[Start of Given passage]

However, as the article explains, the Internet has broken that easy equation, so that those in the middle can now learn about a fad and join it in real time, closing the opportunity gap for marketers. This has of course made life considerably harder for the trend spotters. Style used to come from a predetermined number of places, making it easy to trcak. Now it can erupt even in Cleveland or Oklahoma City or Des Moines. From this position, the article brings us to the profession's latest axiom: "The edges are the middle."

But no matter where the new things come from, we'll no doubt be reading about them through the influence of Vice magazine, which received an interesting writeup in TheStar.com.

"We've been seeing Vice on the floors of fashion boutiques for a long time now ..." admits Phelan. "It's not the new kid on the block. But everything's got a lifecycle, and I don't think the thrill is gone. I think people know what they're getting, they're familiar with the magazine, and they're familiar with the brand, it doesn't mean they don't look forward to it. People still get excited about Vice."
Vice has had an interesting life of its own.

[End of Given passage]

Problem description:
In the passage about trend spotters and Vice magazine, reproduce word for word the stretch from "But no matter" through "writeup in TheStar.com.".

[Start of Dataset rows]

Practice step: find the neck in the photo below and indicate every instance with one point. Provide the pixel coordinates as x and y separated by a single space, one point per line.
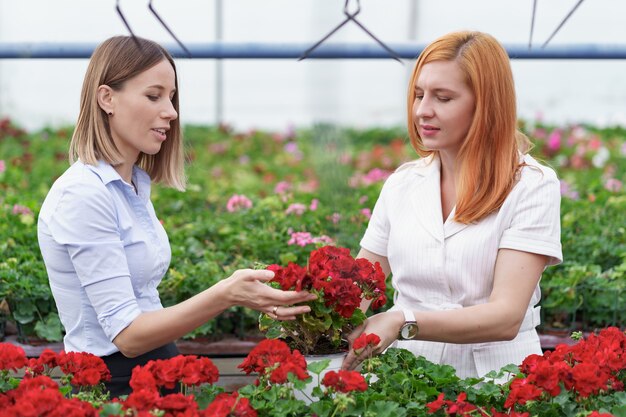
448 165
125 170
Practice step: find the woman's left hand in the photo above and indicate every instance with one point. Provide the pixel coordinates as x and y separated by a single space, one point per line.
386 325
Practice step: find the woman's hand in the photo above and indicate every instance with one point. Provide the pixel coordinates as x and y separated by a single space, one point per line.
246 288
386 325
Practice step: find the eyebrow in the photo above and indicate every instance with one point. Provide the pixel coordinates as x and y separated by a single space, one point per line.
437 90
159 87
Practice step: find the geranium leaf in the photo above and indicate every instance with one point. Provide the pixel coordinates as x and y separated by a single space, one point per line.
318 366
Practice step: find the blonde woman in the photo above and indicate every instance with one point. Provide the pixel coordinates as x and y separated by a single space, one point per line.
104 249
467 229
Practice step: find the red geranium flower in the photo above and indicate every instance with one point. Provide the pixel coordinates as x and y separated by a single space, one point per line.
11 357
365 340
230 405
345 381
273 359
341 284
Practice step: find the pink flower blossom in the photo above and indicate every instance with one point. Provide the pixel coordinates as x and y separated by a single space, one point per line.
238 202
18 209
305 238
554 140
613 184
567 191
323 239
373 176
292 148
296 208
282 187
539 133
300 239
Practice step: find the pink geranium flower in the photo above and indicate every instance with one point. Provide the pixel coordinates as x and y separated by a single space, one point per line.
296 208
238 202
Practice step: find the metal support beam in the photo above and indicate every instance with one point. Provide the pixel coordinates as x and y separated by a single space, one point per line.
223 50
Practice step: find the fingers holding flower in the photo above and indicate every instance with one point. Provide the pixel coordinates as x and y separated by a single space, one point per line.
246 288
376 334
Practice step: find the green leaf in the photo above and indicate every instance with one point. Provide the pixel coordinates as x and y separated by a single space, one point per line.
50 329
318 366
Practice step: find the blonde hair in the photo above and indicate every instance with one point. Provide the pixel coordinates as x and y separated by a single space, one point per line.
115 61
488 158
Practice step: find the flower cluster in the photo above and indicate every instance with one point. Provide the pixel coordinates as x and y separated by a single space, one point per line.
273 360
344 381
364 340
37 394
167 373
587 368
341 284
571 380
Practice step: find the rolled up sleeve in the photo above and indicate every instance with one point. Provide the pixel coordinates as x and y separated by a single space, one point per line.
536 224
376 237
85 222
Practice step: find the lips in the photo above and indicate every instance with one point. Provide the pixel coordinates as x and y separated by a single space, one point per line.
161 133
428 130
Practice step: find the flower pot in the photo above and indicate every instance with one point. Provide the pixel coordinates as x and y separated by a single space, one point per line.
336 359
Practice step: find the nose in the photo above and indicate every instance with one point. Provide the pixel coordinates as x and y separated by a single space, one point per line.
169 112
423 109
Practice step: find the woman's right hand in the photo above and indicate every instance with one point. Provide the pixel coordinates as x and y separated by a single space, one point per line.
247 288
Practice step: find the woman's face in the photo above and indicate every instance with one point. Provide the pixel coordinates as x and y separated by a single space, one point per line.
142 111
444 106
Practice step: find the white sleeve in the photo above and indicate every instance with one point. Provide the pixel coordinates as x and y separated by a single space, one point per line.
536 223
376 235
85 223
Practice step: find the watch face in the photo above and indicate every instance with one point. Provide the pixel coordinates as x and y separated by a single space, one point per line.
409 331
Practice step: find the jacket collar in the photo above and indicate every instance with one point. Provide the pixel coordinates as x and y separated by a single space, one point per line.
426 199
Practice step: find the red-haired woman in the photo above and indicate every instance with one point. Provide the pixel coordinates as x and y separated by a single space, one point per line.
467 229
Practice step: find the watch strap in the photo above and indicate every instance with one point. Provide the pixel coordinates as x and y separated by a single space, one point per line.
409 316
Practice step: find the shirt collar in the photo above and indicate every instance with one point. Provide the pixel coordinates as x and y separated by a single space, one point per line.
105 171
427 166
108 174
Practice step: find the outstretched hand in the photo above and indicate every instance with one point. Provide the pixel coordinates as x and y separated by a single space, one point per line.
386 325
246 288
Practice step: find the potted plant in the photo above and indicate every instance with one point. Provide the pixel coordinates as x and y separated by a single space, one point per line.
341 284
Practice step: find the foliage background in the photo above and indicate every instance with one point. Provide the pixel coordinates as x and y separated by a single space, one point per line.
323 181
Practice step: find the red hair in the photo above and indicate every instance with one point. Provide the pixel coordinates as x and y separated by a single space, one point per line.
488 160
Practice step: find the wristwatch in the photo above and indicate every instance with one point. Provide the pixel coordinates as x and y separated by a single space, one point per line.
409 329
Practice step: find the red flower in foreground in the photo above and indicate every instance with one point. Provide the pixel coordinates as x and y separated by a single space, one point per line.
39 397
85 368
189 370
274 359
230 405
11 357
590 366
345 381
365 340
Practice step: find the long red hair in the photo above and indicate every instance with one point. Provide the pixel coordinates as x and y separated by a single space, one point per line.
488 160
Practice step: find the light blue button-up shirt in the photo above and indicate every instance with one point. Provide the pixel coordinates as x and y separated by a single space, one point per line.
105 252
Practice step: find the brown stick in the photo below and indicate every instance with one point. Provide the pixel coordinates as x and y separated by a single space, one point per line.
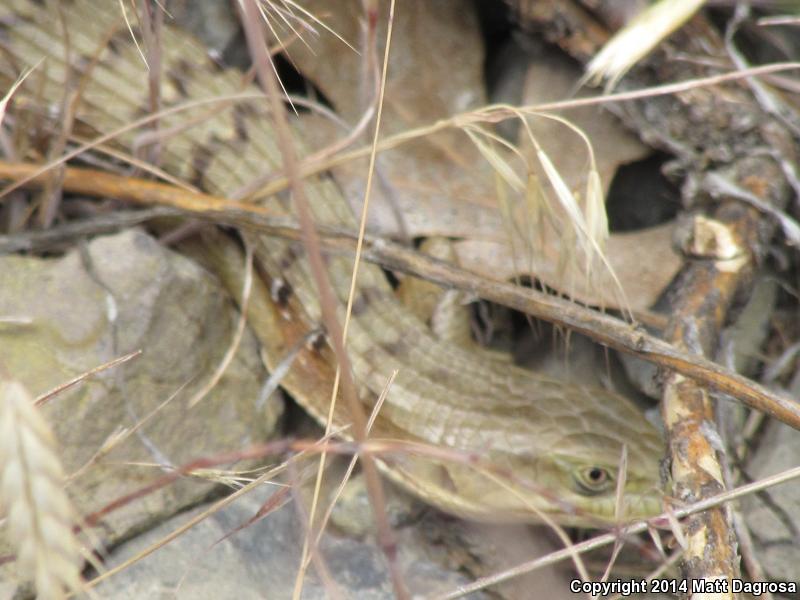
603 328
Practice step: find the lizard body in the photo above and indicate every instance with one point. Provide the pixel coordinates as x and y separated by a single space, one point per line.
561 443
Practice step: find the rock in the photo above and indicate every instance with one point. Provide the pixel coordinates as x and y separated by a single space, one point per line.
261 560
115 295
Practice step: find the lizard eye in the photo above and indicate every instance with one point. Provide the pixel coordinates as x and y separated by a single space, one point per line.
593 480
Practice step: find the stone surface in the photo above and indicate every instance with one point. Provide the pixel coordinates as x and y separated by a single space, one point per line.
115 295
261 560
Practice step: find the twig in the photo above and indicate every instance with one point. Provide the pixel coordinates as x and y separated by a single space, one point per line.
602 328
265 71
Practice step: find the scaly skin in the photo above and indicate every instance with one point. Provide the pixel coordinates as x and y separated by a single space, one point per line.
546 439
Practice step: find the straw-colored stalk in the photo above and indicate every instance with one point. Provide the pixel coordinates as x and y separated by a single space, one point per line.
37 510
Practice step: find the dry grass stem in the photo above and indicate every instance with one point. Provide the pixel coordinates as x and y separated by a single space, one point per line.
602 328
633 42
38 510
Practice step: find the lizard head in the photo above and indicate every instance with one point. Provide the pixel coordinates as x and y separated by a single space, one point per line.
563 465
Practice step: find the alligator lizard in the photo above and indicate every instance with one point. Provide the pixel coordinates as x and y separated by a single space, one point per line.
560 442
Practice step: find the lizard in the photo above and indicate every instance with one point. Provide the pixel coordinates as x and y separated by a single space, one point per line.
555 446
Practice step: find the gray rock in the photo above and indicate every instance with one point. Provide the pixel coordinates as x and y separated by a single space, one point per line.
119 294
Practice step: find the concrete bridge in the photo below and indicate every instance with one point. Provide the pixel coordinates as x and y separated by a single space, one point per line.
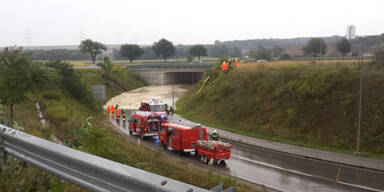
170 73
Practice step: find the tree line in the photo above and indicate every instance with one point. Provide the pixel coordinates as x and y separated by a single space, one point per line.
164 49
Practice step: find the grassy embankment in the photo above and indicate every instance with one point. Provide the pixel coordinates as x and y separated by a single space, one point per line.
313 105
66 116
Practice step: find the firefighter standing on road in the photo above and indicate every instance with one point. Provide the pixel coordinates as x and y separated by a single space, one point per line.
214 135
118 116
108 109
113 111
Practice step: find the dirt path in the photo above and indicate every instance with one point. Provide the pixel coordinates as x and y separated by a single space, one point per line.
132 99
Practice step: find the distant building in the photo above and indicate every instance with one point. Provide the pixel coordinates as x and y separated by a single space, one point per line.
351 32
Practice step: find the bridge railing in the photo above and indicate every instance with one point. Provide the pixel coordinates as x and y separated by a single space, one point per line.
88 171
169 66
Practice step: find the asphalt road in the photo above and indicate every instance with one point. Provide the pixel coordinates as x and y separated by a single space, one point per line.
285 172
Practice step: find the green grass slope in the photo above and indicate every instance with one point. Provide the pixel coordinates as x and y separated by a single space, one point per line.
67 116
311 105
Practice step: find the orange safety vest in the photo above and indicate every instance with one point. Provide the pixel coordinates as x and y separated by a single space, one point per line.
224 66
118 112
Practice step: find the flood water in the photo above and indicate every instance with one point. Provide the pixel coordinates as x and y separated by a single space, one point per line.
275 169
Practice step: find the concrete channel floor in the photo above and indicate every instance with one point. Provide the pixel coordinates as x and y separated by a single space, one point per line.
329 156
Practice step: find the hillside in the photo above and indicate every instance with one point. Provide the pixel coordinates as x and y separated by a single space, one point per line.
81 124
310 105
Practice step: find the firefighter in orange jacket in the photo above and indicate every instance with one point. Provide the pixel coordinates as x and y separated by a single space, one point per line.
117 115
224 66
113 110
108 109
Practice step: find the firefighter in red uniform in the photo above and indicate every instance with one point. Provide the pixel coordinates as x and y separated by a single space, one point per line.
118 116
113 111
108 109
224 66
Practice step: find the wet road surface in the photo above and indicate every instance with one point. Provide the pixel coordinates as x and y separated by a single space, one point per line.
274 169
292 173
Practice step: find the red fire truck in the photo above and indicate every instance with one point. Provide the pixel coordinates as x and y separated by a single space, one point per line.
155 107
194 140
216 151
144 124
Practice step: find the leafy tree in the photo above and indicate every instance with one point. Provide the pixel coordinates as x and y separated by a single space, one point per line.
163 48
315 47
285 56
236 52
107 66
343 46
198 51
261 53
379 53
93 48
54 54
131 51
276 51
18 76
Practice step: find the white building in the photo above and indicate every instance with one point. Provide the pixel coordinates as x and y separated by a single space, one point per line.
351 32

[End of Dataset rows]
[Start of Dataset rows]

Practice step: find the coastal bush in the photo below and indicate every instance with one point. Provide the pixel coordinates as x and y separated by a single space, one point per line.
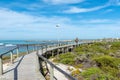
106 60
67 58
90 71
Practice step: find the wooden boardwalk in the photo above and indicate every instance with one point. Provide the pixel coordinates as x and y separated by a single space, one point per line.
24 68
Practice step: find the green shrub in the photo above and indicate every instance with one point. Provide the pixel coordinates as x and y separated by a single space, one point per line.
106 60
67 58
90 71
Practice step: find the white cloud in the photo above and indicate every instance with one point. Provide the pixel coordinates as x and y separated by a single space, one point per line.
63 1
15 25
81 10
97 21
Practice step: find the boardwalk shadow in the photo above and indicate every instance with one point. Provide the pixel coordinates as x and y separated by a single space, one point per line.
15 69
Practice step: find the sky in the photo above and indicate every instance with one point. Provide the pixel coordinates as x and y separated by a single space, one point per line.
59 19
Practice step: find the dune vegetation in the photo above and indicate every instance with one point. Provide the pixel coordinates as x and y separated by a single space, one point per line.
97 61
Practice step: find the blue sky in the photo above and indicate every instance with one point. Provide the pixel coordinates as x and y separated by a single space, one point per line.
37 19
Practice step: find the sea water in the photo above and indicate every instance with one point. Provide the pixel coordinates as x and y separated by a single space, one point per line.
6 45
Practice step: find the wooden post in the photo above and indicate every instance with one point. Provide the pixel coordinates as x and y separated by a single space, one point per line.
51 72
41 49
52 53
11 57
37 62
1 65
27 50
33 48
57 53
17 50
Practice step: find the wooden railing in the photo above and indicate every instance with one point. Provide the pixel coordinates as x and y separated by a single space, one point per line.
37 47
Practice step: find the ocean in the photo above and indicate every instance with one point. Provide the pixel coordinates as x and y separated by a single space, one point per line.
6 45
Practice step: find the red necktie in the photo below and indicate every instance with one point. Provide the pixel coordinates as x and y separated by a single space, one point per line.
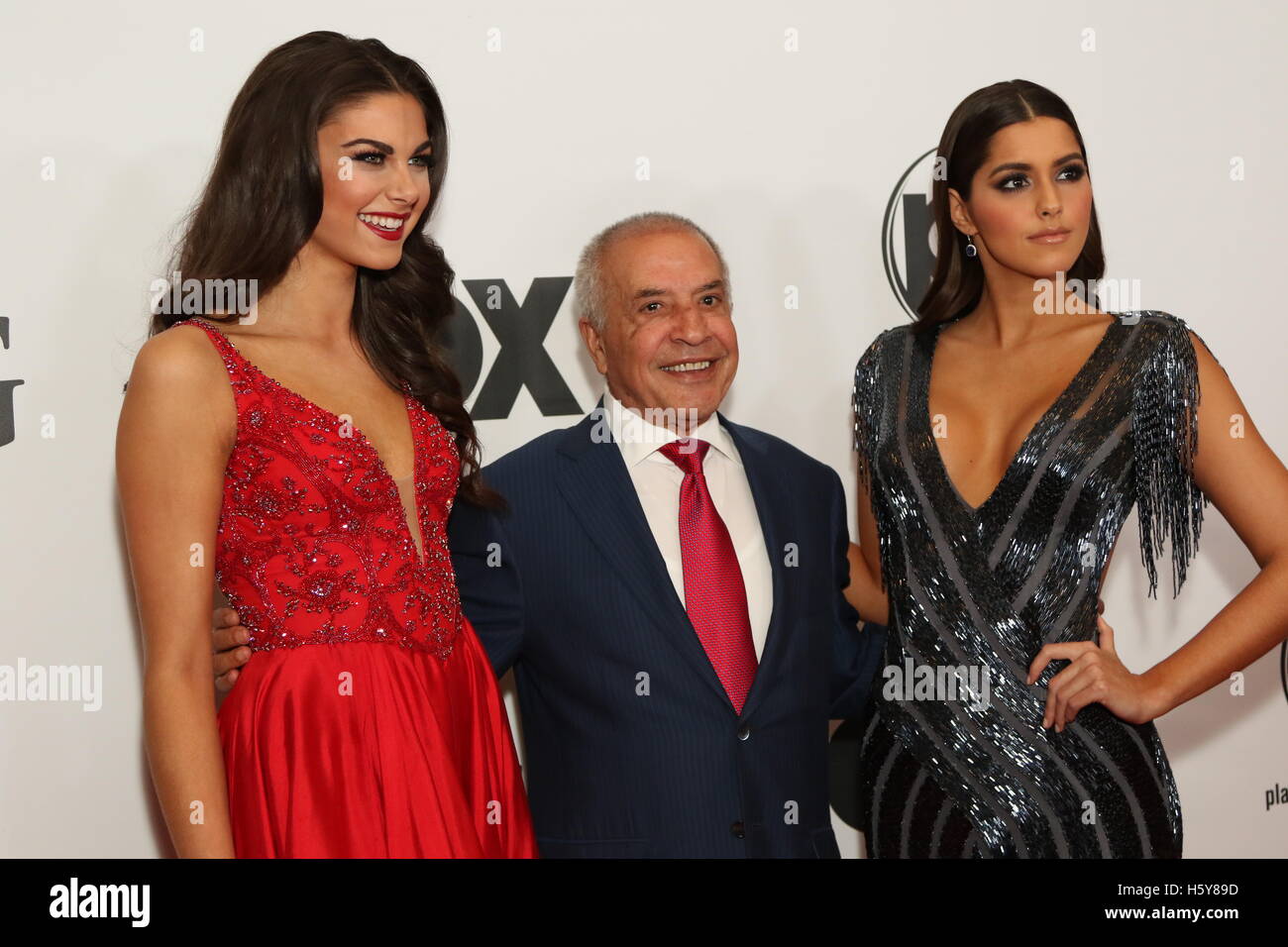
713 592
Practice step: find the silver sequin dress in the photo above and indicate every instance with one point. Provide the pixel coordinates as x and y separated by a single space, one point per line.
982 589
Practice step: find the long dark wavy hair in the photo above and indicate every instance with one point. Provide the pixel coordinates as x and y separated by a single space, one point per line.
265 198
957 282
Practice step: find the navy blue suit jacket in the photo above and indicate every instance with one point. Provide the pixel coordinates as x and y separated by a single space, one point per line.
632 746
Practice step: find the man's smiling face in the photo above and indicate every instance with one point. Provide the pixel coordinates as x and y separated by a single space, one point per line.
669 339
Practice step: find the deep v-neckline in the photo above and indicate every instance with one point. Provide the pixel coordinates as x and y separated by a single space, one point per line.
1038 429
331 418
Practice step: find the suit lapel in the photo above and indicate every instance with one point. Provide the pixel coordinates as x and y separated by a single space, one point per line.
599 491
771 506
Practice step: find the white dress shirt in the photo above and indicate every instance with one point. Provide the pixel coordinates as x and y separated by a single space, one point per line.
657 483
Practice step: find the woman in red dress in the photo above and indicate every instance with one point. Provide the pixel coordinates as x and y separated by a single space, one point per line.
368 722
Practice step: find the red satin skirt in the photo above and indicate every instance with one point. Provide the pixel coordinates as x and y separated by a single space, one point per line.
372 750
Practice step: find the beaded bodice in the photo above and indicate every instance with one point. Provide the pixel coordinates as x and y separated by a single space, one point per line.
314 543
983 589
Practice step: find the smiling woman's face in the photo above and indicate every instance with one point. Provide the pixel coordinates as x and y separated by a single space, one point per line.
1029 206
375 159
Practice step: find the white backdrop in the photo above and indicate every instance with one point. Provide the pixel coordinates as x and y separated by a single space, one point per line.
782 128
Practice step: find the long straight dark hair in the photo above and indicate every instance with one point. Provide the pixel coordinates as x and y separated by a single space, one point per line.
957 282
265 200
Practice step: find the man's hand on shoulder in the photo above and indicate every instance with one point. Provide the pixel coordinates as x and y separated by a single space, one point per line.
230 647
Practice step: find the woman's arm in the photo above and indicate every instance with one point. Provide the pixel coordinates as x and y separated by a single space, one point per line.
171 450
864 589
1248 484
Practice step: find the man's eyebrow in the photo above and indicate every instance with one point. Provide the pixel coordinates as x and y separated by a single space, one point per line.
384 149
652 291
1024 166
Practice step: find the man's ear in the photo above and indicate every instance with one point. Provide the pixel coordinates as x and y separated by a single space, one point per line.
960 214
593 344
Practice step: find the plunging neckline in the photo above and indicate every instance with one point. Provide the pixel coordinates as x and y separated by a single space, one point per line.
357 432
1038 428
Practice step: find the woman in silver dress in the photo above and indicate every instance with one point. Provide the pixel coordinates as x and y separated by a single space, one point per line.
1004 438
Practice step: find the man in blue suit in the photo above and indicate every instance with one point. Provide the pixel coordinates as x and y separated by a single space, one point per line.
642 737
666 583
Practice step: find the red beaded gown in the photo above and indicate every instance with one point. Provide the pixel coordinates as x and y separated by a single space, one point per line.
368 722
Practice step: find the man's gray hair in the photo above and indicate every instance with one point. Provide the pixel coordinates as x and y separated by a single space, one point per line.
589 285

[End of Dataset rows]

Complete answer:
But no matter where the new things come from, we'll no doubt be reading about them through the influence of Vice magazine, which received an interesting writeup in TheStar.com.